**Consignes de travail:**
Modifie les lignes des enregistrements en commençant à celle qui contient « Would you be able to locate the flip » et en t'arrêtant après celle qui contient « <point>334,189</point> ». Remplace « car windshield » par « truck windshield », sans rien changer d'autre, et ne redonne que ces lignes.

Entrées de pointage d'objets nommés:
★ ★ ★ ★ ★ ★ ★

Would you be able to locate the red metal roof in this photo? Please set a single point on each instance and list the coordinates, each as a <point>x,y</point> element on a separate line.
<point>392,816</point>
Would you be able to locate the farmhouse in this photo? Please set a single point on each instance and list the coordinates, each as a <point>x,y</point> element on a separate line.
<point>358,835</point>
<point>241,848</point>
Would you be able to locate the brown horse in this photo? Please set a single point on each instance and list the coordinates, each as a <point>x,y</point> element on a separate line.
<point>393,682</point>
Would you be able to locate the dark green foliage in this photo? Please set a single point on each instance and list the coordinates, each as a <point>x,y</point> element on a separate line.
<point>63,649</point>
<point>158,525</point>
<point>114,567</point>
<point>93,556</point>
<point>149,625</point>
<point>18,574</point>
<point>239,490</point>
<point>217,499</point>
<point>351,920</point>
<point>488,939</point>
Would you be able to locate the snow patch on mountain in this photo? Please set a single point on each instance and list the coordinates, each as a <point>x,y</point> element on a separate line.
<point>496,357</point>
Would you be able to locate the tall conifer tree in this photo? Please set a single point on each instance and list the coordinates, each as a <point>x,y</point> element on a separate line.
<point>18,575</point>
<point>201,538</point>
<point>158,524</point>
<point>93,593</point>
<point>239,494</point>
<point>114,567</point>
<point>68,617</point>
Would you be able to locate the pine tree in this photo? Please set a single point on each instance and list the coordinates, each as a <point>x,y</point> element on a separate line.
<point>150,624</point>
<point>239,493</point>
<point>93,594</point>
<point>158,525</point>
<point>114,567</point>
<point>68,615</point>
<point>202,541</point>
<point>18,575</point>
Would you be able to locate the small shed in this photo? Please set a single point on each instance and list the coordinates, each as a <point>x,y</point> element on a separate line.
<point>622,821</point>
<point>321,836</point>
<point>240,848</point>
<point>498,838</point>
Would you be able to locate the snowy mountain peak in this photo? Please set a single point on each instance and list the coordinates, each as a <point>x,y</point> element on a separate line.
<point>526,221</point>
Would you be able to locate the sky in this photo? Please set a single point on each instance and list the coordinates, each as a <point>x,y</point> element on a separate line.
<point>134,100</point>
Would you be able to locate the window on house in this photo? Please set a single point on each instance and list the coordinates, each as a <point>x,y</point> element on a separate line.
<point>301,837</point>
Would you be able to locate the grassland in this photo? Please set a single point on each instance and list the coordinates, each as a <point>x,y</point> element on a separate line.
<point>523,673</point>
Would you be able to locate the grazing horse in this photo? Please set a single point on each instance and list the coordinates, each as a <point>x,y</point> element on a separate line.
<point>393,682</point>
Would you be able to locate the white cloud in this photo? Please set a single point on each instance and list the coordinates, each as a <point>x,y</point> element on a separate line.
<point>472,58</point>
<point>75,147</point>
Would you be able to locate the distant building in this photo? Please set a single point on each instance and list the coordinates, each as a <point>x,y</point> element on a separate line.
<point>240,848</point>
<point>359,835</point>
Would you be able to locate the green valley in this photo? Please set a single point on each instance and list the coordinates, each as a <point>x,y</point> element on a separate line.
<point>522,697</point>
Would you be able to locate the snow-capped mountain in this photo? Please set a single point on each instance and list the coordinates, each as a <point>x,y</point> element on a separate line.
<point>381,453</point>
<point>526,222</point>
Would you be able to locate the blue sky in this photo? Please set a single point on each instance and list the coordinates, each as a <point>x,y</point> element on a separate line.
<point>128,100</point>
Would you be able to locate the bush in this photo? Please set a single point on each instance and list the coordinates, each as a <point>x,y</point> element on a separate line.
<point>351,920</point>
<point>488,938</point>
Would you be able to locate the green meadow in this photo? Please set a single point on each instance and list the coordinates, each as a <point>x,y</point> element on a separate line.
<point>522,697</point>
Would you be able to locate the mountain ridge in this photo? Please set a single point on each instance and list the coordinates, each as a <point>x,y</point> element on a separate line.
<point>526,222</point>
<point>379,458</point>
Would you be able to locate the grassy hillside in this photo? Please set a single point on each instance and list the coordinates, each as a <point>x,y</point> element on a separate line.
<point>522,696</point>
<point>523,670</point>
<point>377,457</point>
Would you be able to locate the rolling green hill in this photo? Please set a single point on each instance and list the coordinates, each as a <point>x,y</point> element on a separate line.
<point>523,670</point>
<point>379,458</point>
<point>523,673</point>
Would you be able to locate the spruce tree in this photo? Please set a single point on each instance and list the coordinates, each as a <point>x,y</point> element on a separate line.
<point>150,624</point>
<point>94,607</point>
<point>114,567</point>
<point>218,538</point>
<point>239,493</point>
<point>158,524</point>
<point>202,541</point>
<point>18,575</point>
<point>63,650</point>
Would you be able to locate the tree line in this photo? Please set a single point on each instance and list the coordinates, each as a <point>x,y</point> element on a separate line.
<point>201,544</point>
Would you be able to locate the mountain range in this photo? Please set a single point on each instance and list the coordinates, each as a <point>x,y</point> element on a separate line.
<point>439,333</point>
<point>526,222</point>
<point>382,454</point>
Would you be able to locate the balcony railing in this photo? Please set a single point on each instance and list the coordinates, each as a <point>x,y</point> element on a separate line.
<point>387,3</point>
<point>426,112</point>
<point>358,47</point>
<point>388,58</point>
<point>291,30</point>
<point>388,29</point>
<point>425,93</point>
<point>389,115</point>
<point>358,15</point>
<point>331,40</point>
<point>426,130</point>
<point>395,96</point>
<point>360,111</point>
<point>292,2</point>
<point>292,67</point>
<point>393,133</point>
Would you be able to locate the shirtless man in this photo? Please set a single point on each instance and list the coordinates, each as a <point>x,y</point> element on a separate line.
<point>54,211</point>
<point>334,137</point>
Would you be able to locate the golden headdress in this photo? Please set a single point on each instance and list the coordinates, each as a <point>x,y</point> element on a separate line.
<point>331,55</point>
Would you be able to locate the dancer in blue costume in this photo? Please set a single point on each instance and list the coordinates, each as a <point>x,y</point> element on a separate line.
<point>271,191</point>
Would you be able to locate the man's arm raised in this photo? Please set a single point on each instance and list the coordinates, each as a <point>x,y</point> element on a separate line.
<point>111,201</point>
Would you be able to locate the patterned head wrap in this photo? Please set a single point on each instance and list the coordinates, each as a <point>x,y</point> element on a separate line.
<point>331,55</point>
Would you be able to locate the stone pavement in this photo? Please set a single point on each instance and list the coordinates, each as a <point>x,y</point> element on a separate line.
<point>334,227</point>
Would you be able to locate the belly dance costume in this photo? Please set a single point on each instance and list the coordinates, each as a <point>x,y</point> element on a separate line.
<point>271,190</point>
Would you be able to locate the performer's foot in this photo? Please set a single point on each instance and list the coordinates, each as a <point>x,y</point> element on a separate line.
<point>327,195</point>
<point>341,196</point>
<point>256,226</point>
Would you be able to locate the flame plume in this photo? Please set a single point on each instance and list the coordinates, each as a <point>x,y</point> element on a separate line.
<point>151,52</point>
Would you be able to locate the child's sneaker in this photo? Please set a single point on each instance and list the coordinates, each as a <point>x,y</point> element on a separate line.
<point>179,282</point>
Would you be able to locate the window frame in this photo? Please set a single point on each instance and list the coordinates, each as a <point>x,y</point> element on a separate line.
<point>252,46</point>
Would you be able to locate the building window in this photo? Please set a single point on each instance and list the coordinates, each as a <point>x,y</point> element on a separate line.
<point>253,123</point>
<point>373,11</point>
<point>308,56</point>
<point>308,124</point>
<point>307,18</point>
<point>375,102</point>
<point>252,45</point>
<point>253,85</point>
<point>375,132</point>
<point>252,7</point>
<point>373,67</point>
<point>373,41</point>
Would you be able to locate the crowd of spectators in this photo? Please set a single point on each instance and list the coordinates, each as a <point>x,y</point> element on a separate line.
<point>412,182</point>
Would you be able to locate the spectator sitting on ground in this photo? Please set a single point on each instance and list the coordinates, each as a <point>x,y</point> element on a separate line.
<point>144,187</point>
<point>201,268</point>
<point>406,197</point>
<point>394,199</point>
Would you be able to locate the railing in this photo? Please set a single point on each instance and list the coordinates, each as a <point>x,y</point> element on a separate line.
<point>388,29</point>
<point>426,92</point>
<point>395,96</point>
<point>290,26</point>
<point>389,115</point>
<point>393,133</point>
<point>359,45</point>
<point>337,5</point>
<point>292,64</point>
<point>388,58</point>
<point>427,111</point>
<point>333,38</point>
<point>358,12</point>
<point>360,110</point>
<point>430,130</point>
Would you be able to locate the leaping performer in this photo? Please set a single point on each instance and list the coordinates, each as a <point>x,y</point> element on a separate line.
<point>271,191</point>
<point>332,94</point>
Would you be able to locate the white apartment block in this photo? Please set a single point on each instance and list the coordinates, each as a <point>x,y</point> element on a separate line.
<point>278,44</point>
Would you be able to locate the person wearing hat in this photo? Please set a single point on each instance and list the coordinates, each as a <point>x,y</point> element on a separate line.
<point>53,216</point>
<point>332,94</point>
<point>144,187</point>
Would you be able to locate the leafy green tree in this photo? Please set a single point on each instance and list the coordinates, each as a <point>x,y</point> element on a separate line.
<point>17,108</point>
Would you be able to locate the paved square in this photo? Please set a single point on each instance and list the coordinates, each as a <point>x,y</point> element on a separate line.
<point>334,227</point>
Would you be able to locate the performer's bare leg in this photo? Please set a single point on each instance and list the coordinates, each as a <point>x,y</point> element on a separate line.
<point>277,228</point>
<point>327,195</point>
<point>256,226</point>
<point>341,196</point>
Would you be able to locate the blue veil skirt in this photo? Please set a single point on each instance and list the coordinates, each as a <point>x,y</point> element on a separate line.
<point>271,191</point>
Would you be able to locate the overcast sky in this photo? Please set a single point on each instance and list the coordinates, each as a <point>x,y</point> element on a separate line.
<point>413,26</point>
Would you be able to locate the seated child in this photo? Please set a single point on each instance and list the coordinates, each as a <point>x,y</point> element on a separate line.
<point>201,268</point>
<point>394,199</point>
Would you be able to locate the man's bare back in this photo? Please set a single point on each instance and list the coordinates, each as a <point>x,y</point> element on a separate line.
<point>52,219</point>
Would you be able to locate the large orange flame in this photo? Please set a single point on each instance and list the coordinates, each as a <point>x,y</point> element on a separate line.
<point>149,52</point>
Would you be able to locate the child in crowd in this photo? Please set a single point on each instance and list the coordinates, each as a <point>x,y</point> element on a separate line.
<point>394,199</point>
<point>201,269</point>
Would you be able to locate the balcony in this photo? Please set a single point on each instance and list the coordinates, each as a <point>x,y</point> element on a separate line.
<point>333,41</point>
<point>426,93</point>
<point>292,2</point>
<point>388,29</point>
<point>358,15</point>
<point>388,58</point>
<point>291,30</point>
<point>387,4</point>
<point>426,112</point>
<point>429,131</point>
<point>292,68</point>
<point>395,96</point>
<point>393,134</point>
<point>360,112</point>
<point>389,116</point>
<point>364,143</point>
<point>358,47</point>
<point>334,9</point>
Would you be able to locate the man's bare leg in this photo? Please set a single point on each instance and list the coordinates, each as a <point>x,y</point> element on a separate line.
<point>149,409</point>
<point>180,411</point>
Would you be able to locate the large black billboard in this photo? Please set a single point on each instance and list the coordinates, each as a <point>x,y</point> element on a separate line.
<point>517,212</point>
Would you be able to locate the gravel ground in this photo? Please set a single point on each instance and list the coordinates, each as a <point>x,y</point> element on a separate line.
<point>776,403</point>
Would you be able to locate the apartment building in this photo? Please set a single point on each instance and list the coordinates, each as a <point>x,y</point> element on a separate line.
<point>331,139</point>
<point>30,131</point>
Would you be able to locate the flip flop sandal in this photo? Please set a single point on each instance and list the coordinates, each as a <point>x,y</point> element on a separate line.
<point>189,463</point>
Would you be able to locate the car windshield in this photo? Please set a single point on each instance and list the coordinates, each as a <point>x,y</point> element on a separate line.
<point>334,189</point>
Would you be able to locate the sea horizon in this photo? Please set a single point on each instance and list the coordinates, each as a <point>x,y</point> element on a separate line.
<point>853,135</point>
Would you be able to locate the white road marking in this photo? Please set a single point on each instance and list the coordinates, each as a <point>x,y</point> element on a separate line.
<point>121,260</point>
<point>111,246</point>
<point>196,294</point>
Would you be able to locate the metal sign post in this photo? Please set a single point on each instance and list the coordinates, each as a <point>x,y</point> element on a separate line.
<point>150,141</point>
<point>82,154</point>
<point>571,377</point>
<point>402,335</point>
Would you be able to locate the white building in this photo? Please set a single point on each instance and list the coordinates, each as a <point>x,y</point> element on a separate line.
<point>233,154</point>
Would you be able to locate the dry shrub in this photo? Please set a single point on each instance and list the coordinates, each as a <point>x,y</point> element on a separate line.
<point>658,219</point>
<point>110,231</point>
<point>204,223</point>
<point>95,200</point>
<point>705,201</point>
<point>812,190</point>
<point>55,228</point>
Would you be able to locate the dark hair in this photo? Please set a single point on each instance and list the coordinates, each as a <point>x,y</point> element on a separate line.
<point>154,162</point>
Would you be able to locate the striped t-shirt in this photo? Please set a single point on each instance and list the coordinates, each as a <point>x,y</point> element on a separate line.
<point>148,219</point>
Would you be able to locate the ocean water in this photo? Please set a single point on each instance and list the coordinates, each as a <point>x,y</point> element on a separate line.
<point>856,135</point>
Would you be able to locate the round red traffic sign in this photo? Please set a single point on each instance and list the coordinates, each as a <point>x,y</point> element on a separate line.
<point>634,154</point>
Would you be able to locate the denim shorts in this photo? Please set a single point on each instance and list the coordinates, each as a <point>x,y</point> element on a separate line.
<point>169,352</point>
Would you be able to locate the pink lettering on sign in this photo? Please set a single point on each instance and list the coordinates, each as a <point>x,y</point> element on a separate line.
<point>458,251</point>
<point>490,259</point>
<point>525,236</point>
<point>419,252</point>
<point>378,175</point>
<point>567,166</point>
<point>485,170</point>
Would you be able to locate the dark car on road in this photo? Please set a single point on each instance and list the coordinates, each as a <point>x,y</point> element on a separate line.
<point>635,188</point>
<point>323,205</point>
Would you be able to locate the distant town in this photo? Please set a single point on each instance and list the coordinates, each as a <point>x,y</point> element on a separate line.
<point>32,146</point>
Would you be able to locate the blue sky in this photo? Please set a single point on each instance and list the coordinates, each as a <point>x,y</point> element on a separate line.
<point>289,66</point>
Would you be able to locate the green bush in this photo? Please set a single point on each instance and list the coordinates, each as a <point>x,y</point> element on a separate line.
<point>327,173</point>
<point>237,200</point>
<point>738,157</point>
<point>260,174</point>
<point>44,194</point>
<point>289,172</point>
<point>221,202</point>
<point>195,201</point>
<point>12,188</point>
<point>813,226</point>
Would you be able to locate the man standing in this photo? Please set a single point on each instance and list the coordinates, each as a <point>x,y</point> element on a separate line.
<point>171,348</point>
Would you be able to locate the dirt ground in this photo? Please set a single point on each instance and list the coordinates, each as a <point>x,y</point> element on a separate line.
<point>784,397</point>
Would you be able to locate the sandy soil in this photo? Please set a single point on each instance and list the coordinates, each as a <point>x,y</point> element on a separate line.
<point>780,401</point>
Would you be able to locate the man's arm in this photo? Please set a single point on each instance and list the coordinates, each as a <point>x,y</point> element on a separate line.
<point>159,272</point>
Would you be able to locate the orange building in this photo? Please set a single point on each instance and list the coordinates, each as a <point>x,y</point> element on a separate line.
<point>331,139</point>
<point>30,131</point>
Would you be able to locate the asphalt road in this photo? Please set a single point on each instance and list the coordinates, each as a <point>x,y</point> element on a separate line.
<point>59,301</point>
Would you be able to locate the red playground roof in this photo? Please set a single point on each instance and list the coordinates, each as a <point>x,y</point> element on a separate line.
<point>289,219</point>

★ ★ ★ ★ ★ ★ ★

**Réponse complète:**
Would you be able to locate the flip flop sandal in this photo? Please set a single point on each instance and list the coordinates, each as a <point>x,y</point> element on a separate line.
<point>189,463</point>
Would you be able to locate the truck windshield in this photo? Please set a single point on each instance and list the coordinates, each as a <point>x,y</point> element on a separate line.
<point>334,189</point>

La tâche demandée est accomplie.